[Your objective]: The lines from the start of the records below through the line containing "negative clicks: (21, 270)" are to be copied exactly, both ends included, with nothing added.

[Input material]:
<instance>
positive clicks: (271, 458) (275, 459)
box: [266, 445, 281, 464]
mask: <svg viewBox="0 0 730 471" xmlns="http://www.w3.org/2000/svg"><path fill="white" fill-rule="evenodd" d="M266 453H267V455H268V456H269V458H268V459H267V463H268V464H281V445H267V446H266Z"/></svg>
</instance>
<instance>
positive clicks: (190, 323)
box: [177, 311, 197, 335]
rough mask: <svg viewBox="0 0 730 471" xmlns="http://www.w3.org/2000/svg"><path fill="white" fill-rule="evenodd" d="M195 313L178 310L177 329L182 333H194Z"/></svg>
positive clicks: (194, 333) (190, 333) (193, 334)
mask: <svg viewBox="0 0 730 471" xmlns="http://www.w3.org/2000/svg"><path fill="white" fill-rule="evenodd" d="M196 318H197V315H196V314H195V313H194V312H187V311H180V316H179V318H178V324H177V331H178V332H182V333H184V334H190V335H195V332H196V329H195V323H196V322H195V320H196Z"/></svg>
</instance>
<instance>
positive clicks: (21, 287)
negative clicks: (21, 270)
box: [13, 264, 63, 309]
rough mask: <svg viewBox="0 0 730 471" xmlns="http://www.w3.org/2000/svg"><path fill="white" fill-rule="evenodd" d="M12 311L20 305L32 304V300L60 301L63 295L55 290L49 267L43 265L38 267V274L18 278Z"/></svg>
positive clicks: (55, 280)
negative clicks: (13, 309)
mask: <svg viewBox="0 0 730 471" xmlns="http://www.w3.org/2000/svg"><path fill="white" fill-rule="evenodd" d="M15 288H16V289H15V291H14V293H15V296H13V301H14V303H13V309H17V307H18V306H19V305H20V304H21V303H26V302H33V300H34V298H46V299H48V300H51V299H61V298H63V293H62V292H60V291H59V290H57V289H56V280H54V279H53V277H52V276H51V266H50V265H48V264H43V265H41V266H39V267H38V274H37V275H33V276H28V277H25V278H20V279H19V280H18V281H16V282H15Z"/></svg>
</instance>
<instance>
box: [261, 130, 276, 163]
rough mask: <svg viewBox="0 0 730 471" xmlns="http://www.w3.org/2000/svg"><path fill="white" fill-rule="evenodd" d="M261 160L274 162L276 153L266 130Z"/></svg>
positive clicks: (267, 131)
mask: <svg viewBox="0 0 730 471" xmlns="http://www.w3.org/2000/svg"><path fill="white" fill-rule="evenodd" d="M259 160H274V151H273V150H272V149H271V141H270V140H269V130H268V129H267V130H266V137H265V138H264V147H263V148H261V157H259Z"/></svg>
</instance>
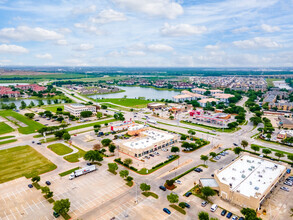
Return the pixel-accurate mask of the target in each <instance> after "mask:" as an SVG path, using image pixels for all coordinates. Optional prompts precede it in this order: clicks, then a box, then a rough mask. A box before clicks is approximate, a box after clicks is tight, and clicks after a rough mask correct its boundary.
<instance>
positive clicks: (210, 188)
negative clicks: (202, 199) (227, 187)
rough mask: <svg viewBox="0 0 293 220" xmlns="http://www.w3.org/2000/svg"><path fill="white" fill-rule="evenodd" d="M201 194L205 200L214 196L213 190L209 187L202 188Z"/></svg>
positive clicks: (213, 192) (207, 186)
mask: <svg viewBox="0 0 293 220" xmlns="http://www.w3.org/2000/svg"><path fill="white" fill-rule="evenodd" d="M201 193H202V195H203V196H204V198H205V199H208V197H209V196H214V195H216V192H215V190H213V189H212V188H211V187H209V186H206V187H203V188H202V189H201Z"/></svg>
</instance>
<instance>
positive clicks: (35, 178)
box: [32, 176, 41, 183]
mask: <svg viewBox="0 0 293 220" xmlns="http://www.w3.org/2000/svg"><path fill="white" fill-rule="evenodd" d="M40 180H41V177H40V176H34V177H33V178H32V182H33V183H37V182H39V181H40Z"/></svg>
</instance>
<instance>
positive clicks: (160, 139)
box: [123, 129, 174, 149]
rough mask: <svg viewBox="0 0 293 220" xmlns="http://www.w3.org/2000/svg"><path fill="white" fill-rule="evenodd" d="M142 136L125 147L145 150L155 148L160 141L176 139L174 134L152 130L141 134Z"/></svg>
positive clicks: (133, 148) (129, 140) (150, 129)
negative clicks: (150, 146)
mask: <svg viewBox="0 0 293 220" xmlns="http://www.w3.org/2000/svg"><path fill="white" fill-rule="evenodd" d="M140 135H141V136H140V137H136V138H133V139H130V140H129V141H126V142H124V143H123V145H124V146H127V147H129V148H132V149H144V148H147V147H150V146H153V145H154V144H156V143H158V142H160V141H164V140H165V141H167V140H170V139H172V138H174V135H172V134H168V133H165V132H160V131H156V130H151V129H150V130H146V131H143V132H141V133H140Z"/></svg>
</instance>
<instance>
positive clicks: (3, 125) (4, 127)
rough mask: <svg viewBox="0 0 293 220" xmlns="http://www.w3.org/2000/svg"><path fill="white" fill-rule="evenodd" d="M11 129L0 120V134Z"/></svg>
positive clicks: (9, 127)
mask: <svg viewBox="0 0 293 220" xmlns="http://www.w3.org/2000/svg"><path fill="white" fill-rule="evenodd" d="M12 131H14V129H13V128H12V127H10V126H9V125H7V124H6V123H5V122H0V135H1V134H6V133H10V132H12Z"/></svg>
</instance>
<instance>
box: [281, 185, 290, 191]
mask: <svg viewBox="0 0 293 220" xmlns="http://www.w3.org/2000/svg"><path fill="white" fill-rule="evenodd" d="M280 189H281V190H284V191H286V192H289V191H290V190H289V188H288V187H285V186H281V187H280Z"/></svg>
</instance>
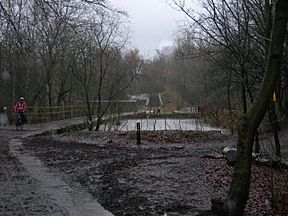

[Answer box]:
<instance>
positive clicks: (271, 458) (275, 459)
box: [266, 445, 281, 464]
mask: <svg viewBox="0 0 730 471" xmlns="http://www.w3.org/2000/svg"><path fill="white" fill-rule="evenodd" d="M266 453H267V455H268V456H269V458H268V459H267V463H268V464H281V445H267V446H266Z"/></svg>
</instance>
<instance>
positive clicks: (190, 323)
box: [177, 311, 197, 335]
rough mask: <svg viewBox="0 0 730 471" xmlns="http://www.w3.org/2000/svg"><path fill="white" fill-rule="evenodd" d="M195 313L178 310L177 329L182 333H194Z"/></svg>
positive clicks: (194, 333) (190, 333) (193, 334)
mask: <svg viewBox="0 0 730 471" xmlns="http://www.w3.org/2000/svg"><path fill="white" fill-rule="evenodd" d="M196 318H197V315H196V314H195V313H194V312H187V311H180V316H179V318H178V324H177V331H178V332H182V333H184V334H190V335H195V332H196V329H195V323H196V322H195V320H196Z"/></svg>
</instance>
<instance>
positive clicks: (21, 287)
negative clicks: (21, 270)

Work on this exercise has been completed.